Recorded data
________________________

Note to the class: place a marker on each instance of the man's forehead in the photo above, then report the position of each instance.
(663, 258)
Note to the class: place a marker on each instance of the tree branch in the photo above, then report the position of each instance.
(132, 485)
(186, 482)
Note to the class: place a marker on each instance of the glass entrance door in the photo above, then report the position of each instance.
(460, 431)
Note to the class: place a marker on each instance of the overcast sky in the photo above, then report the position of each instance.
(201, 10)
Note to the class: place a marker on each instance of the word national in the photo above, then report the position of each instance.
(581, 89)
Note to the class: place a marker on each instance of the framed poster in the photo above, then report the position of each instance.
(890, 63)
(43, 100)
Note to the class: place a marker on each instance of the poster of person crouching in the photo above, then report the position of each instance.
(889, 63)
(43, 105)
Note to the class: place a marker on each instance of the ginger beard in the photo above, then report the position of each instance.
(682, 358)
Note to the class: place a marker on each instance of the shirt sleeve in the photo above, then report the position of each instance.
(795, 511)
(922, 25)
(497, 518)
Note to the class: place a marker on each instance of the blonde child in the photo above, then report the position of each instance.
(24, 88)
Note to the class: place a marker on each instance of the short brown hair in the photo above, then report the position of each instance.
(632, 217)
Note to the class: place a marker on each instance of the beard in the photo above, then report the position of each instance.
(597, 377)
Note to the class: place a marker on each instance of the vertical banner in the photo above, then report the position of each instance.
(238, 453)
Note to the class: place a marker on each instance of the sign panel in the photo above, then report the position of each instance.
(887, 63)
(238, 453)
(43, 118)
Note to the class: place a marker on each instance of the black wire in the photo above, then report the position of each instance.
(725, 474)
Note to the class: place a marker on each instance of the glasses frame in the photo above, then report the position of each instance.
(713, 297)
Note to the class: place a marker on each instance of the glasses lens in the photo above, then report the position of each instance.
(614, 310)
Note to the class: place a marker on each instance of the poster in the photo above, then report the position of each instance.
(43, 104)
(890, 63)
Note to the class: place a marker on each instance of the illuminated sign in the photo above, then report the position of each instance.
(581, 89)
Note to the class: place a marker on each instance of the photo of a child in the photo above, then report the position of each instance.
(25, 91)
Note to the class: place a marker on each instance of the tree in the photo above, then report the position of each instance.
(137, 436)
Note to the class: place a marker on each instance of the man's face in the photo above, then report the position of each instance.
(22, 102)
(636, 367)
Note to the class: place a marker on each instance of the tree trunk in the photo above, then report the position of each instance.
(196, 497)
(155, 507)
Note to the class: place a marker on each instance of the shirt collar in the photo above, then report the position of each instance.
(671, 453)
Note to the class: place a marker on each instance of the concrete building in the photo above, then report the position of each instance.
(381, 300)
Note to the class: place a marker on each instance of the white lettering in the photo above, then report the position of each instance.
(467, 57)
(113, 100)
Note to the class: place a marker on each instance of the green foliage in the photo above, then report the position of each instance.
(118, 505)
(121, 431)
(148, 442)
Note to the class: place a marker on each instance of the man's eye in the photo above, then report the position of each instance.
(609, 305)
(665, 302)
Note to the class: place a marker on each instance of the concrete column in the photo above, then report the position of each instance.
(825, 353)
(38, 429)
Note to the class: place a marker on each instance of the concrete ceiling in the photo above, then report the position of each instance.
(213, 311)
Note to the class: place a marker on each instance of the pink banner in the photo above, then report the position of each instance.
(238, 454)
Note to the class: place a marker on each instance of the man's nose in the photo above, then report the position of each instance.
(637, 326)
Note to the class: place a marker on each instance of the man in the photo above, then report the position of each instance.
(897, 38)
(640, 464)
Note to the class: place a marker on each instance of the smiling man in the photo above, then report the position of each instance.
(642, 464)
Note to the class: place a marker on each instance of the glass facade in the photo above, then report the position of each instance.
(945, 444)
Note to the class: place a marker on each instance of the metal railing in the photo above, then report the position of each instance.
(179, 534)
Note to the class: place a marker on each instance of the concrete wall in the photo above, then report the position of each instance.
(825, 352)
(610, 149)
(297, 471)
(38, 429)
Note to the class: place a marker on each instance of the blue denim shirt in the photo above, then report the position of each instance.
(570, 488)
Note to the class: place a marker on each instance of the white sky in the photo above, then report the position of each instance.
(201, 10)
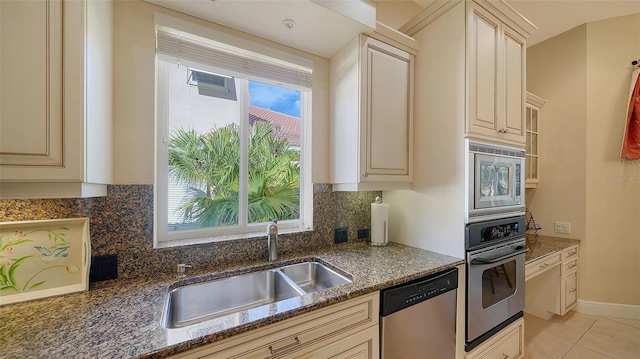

________________________

How many lines of the rows above contain the string "shirt"? Tally them and give only the number.

3